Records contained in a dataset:
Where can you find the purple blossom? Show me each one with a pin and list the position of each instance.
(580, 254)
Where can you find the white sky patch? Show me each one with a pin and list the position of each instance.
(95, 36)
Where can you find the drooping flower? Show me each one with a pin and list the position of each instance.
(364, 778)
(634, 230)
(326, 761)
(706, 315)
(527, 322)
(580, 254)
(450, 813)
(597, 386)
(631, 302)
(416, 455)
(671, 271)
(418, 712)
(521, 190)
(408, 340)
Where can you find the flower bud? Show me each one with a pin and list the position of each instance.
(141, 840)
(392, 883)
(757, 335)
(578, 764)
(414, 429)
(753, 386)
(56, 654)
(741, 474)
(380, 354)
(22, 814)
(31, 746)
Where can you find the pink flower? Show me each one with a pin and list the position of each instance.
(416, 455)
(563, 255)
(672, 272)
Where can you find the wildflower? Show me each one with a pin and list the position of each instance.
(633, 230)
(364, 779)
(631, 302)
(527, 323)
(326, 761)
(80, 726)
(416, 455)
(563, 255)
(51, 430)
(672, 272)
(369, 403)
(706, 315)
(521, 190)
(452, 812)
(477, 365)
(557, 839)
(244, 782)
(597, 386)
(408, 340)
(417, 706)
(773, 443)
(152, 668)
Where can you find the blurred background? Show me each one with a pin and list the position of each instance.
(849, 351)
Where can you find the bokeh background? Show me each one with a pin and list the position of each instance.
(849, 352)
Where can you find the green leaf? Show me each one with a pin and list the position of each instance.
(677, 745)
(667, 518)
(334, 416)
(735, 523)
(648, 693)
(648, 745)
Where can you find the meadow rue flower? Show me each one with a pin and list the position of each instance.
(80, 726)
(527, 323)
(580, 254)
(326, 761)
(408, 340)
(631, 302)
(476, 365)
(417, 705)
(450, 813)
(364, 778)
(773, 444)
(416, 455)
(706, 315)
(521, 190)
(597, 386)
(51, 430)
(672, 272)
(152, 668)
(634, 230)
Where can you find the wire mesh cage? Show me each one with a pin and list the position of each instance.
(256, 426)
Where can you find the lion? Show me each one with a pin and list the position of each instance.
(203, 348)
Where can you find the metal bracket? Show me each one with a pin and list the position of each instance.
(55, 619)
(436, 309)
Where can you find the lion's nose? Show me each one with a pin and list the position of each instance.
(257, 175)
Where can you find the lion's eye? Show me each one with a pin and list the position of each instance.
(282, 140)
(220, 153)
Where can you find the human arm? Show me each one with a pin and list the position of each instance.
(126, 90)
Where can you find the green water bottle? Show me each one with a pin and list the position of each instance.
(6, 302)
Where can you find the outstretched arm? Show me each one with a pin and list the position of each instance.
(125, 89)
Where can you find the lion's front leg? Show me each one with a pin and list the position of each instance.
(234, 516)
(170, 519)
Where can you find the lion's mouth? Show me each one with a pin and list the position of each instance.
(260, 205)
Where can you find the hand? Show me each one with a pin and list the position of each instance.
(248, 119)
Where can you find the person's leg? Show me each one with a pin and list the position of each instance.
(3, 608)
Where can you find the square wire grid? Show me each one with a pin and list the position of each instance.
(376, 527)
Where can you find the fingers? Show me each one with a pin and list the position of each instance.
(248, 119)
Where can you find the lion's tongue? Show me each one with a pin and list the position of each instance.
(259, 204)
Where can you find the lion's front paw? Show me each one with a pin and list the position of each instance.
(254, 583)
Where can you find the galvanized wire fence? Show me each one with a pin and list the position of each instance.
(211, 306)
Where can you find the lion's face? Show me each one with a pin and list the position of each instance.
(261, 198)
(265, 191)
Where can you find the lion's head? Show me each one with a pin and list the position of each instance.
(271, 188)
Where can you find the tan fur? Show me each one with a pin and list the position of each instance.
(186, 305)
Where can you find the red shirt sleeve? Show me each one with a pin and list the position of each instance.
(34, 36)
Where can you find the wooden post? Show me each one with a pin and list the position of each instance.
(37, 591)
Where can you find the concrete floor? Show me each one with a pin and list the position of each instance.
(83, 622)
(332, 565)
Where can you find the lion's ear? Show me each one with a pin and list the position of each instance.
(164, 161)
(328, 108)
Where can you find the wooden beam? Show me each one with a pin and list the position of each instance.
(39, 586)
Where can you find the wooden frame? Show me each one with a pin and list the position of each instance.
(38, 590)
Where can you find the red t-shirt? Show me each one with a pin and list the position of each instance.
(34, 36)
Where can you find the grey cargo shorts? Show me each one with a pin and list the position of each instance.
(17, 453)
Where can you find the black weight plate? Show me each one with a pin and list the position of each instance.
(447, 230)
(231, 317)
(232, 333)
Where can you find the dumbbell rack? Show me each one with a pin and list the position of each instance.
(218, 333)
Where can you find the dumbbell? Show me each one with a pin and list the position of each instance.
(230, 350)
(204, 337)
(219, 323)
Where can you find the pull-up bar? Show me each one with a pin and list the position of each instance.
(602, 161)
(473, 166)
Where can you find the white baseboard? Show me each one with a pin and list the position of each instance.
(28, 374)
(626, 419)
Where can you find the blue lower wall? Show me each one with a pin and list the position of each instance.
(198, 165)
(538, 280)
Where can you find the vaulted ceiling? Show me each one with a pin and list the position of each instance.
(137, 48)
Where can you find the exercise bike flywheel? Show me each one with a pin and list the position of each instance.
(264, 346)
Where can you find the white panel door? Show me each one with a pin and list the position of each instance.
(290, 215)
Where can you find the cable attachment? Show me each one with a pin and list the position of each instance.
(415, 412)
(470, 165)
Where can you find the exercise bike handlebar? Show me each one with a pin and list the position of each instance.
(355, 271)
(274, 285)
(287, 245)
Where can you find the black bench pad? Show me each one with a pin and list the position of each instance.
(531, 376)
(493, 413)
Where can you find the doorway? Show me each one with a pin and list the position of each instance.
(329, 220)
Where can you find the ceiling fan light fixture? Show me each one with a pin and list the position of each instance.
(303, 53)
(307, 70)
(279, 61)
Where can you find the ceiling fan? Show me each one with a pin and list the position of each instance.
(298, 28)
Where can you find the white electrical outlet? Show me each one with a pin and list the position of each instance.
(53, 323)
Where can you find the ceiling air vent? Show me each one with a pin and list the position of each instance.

Try it: Write out the full set of records exactly as given.

Response:
Where can you find the purple blossom? Show me each one with a pin and list the position of each instance.
(580, 254)
Where can you find the white sky patch? Show me each one with a pin and list the position of each instance.
(95, 36)
Where can you find the drooping flower? Show me each one with a pin and list the position of each instance.
(364, 778)
(634, 230)
(326, 761)
(706, 315)
(527, 322)
(580, 254)
(450, 813)
(597, 386)
(631, 302)
(416, 455)
(671, 271)
(418, 712)
(521, 190)
(408, 340)
Where can you find the flower bud? Show me each one with a pin and list the position of each instance.
(141, 840)
(392, 883)
(757, 335)
(578, 764)
(414, 429)
(753, 386)
(56, 654)
(741, 474)
(380, 354)
(22, 814)
(31, 746)
Where can you find the pink flower? Show me each one with a pin and list the position of each instance.
(416, 455)
(563, 255)
(672, 272)
Where can you find the wildflower? Show me each one with a pin and list the position of each instance.
(633, 230)
(364, 779)
(631, 302)
(527, 323)
(326, 761)
(80, 726)
(416, 455)
(563, 255)
(51, 430)
(672, 272)
(369, 403)
(706, 315)
(521, 190)
(452, 812)
(477, 365)
(557, 839)
(244, 782)
(597, 386)
(408, 340)
(417, 706)
(773, 443)
(152, 668)
Where can you find the blurred background? Show me each one with a pin and list the position of each instance.
(849, 351)
Where can you find the bokeh background? Show me each one with a pin and list the position of each instance.
(849, 352)
Where can you find the green leaf? Show me each one with a pin and list the position of each instance.
(677, 745)
(667, 518)
(334, 416)
(735, 523)
(648, 693)
(648, 745)
Where can you find the meadow rue flower? Show me each one with a pin and list the position of each instance.
(80, 726)
(527, 323)
(580, 254)
(326, 761)
(408, 340)
(631, 302)
(476, 365)
(417, 705)
(450, 813)
(364, 778)
(773, 444)
(416, 455)
(706, 315)
(521, 190)
(597, 386)
(51, 430)
(672, 272)
(152, 668)
(634, 230)
Where can you find the wire mesh cage? Show me each one with a pin and list the position of each instance.
(256, 426)
Where can you find the lion? Show me each one with a pin and list the position of each instance.
(203, 348)
Where can you find the metal bracket? Show me each one with a pin and list the position of each instance.
(55, 619)
(436, 309)
Where can you find the lion's nose? Show me each one with a pin and list the position of each instance.
(257, 175)
Where can you find the lion's eye? Show me each one with a pin and list the position of each instance.
(282, 140)
(220, 153)
Where can you find the human arm? Show me each one with a pin and list the position of each instance.
(126, 90)
Where can you find the green water bottle? Show me each one with a pin and list the position of each instance.
(6, 302)
Where can you find the outstretched arm? Show me each one with a pin and list the position of each instance.
(125, 89)
Where can you find the lion's front leg? Show me each one with a pin and list the position of each instance.
(234, 516)
(170, 519)
Where can you find the lion's mouth? Show me each one with a pin and list the position of each instance.
(260, 205)
Where can you find the hand? Show me each one with a pin and list the position of each instance.
(248, 119)
Where can you find the person's leg? Show me each one with a pin and list the position of each instance.
(3, 608)
Where can you find the square wire grid? Show me each one with a pin and list the position of each instance.
(376, 527)
Where can you find the fingers? Show me each one with a pin and list the position of each instance.
(248, 119)
Where can you find the lion's tongue? Show me each one with a pin and list the position of each instance.
(259, 204)
Where can you find the lion's front paw? Show me each one with a pin and list the position of each instance.
(254, 583)
Where can you find the galvanized wire fence? Show me each one with a pin and list the position of each instance.
(211, 306)
Where can you find the lion's face? Show me each one with a pin and list the position of each instance.
(261, 198)
(265, 191)
Where can you find the lion's head? Show me each one with a pin and list the position of each instance.
(271, 188)
Where can you find the tan fur? Show me each one with a pin and list the position of each instance.
(186, 305)
Where can you find the red shirt sleeve? Show me each one with a pin and list the position of each instance.
(34, 36)
Where can you find the wooden post? Show me each one with a pin and list the position of each instance.
(37, 591)
Where can you find the concrete floor? Show me each one with a pin and list the position of each instance.
(83, 622)
(332, 565)
Where can you find the lion's ear? Show me each one with a pin and list the position of each instance.
(164, 161)
(328, 108)
Where can you find the wooden beam? Show me each one with a pin and list the position of each instance.
(39, 586)
Where can you find the wooden frame? Show me each one with a pin and list the position of each instance.
(38, 590)
Where can you find the red t-shirt? Show me each one with a pin and list the position of each instance.
(34, 36)
Where can you find the grey cargo shorts? Show me each one with a pin and list the position of each instance.
(17, 453)
Where can you find the black weight plate? Show me each one with a pin and list the position of each instance.
(447, 230)
(231, 317)
(232, 333)
Where can you find the dumbbell rack? Show me each one with a pin and list the position of each instance.
(218, 333)
Where can you find the dumbbell? Show me each one with a pin and list the position of each instance.
(230, 350)
(204, 337)
(219, 323)
Where can you find the pull-up bar? Show me each one with a pin and list the position of each instance.
(602, 161)
(473, 166)
Where can you find the white baseboard? Show me each one with a pin and list the position of each instance.
(28, 374)
(626, 419)
Where can you find the blue lower wall? Show me each one with a pin and list the position of each instance.
(198, 165)
(538, 280)
Where can you find the vaulted ceiling? Show me each one with a pin and list the position of each instance.
(137, 48)
Where can you find the exercise bike flywheel? Show me each one with a pin and list the position of each instance.
(264, 346)
Where can you find the white panel door? Show me each one with a pin and list the position of each instance.
(290, 215)
Where can you find the cable attachment? Show me each one with a pin and list the position of each instance.
(415, 412)
(470, 165)
Where can you find the exercise bike handlebar? Show me each one with a pin and list the position of each instance.
(355, 271)
(274, 285)
(287, 245)
Where can you find the black bench pad? Show me each one with a pin and list the position of each instance.
(531, 376)
(493, 413)
Where can you find the doorway? Show me each one with a pin and list the position of each instance.
(329, 220)
Where can you find the ceiling fan light fixture? Show me each one with a pin and list the position of each instance.
(303, 53)
(307, 70)
(279, 61)
Where can you find the ceiling fan? Show me each one with a pin and list the position of each instance.
(298, 28)
Where can you find the white electrical outlet? Show me each one with a pin and list the position of each instance.
(53, 323)
Where can you find the ceiling air vent? Show me each one with a pin and list the position of each instance.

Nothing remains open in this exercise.